Position annotation records:

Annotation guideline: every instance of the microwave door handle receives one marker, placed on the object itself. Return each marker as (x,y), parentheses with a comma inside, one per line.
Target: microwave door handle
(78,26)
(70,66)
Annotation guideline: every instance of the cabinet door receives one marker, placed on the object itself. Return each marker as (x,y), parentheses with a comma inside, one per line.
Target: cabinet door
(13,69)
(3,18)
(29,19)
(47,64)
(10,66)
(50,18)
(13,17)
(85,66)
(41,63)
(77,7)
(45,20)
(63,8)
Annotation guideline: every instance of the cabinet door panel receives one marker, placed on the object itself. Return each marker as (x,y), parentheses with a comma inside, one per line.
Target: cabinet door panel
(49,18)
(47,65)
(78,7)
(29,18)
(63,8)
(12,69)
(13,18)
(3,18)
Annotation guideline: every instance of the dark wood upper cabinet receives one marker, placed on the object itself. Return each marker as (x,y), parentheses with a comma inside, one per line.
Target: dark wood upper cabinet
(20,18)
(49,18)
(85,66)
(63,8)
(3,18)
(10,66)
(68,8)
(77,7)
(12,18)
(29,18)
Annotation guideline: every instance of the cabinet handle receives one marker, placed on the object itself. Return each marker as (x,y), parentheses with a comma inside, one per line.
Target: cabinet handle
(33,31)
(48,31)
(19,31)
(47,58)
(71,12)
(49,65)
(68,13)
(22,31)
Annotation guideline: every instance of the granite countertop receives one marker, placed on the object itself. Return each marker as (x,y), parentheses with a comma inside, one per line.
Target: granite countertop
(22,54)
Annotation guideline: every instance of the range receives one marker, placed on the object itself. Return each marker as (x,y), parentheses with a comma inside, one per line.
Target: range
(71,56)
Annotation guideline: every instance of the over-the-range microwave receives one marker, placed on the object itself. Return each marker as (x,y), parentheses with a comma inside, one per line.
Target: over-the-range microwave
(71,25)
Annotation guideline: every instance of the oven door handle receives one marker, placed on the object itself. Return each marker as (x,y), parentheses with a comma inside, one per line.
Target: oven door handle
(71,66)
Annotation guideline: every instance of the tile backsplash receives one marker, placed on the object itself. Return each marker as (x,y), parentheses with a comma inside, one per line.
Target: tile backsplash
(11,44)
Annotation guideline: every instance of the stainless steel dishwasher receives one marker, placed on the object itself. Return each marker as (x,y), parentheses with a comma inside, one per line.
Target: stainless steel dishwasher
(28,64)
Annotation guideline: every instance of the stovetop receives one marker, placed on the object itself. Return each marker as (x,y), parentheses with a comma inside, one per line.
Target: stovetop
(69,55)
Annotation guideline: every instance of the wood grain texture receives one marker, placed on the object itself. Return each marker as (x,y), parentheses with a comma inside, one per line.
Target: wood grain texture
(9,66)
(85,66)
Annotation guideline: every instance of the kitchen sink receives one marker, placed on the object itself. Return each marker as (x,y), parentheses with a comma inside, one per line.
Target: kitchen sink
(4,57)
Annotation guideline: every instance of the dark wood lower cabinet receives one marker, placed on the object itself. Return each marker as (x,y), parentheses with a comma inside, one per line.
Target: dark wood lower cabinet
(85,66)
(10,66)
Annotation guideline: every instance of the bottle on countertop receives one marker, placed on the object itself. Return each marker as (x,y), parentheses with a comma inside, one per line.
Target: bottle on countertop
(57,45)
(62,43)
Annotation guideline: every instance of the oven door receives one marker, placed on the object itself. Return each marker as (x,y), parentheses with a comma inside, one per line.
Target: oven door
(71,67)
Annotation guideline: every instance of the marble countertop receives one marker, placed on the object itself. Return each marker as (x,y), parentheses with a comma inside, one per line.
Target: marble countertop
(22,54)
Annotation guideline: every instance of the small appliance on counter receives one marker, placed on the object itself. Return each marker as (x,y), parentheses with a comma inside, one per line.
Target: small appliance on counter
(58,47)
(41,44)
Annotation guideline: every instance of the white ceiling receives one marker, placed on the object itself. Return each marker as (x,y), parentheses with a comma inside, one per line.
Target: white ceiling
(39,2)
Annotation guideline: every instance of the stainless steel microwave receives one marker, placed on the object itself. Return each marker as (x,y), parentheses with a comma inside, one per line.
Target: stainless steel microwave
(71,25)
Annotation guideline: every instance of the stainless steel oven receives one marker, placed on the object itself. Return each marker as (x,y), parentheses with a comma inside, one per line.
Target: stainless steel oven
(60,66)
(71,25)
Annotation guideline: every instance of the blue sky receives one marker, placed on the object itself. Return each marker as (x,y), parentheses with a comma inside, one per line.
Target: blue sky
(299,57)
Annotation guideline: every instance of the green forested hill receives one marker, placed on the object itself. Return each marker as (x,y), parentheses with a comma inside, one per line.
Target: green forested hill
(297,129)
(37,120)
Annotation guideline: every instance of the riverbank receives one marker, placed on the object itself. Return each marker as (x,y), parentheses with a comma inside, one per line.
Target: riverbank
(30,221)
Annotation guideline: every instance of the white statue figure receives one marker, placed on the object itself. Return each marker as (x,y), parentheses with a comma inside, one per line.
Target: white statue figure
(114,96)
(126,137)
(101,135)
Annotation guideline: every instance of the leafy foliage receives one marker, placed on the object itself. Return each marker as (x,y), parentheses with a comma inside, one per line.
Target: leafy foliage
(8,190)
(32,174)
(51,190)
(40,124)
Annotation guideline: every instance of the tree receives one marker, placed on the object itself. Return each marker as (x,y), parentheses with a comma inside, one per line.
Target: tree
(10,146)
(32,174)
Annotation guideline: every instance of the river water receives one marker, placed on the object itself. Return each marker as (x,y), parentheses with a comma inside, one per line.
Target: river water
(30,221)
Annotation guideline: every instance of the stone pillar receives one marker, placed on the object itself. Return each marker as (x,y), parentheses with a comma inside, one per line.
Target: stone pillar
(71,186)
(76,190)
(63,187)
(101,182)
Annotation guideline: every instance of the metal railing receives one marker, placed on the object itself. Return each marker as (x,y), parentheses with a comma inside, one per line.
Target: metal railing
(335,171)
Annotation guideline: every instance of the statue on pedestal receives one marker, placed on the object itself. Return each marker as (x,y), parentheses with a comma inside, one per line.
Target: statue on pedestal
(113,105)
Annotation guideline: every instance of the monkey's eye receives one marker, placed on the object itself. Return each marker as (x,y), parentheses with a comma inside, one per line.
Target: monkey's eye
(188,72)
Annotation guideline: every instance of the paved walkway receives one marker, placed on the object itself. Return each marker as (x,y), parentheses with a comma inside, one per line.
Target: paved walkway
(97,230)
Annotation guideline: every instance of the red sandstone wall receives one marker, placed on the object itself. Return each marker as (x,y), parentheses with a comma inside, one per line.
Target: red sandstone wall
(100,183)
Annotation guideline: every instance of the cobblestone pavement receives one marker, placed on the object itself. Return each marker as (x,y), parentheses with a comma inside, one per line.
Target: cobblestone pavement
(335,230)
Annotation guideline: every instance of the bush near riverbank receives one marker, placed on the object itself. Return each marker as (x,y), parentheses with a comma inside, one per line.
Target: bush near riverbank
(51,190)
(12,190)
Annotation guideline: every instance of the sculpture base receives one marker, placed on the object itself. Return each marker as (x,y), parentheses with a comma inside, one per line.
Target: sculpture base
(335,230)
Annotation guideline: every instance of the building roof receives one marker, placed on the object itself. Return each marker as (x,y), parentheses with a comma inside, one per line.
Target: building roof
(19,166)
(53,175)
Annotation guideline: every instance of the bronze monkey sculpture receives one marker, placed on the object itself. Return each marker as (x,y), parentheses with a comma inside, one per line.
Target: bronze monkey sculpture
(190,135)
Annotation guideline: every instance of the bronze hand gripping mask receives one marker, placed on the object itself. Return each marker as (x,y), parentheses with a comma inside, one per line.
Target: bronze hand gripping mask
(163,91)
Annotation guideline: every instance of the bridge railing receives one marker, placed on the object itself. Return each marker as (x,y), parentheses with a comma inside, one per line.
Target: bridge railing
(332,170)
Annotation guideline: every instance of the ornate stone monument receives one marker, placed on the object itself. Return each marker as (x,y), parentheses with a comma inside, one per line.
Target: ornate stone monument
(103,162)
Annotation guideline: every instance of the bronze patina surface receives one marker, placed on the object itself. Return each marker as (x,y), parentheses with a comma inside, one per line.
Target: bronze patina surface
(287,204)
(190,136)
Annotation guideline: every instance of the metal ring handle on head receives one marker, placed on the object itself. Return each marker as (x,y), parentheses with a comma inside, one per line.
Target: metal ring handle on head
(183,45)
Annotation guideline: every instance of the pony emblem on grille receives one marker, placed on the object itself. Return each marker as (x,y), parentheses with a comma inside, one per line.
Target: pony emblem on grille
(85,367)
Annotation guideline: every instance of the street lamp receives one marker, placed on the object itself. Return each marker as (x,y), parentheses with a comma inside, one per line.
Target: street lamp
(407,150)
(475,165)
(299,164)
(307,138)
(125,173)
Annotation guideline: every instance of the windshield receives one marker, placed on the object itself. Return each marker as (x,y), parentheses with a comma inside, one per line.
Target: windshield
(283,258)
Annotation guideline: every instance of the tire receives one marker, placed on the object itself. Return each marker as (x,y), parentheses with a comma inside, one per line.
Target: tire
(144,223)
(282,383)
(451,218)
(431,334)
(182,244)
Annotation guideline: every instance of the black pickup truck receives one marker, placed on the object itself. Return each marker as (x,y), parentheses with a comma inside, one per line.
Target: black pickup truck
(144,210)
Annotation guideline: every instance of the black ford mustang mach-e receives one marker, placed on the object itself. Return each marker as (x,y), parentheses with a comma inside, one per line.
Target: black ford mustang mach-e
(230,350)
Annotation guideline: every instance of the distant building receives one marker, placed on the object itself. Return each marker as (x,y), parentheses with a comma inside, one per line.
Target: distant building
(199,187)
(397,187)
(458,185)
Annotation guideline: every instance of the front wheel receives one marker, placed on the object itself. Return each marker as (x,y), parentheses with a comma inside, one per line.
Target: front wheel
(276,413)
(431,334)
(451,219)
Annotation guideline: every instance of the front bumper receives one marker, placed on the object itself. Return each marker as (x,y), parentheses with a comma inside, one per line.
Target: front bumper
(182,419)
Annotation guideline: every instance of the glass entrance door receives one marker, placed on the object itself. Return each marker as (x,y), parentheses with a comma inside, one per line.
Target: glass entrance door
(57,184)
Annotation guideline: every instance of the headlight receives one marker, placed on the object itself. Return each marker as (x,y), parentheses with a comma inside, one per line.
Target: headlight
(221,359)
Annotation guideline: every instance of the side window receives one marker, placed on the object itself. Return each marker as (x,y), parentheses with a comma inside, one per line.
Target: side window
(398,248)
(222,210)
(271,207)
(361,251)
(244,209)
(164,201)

§ Given instruction
Give again only the lines of the material above that run from the one with "Annotation guideline: every instance of the front bumper" through the end, both included, exactly as they appear.

§ Task output
Annotation guideline: every instance of the front bumper receives one marker, placed on the object itself. Return each marker as (x,y), parentheses with a comma inside, one per line.
Target: front bumper
(182,419)
Annotation guideline: every instance of the glass entrance door receives one marker, placed on the object itself. Return each marker as (x,y), parentheses with a comma inside, one per line.
Target: glass entrance door
(57,184)
Annotation guideline: every instance of the headlight receives one marker, placed on the object itself. Return each marker as (x,y), parentheses with a comma inside, one per line.
Target: headlight
(221,359)
Annotation guideline: every instance of the side window receives one marker, placed on the object itself. Return each marker as (x,y), parentheses with a comma inside, one per line.
Target: side window
(398,248)
(222,210)
(271,207)
(361,251)
(244,209)
(164,201)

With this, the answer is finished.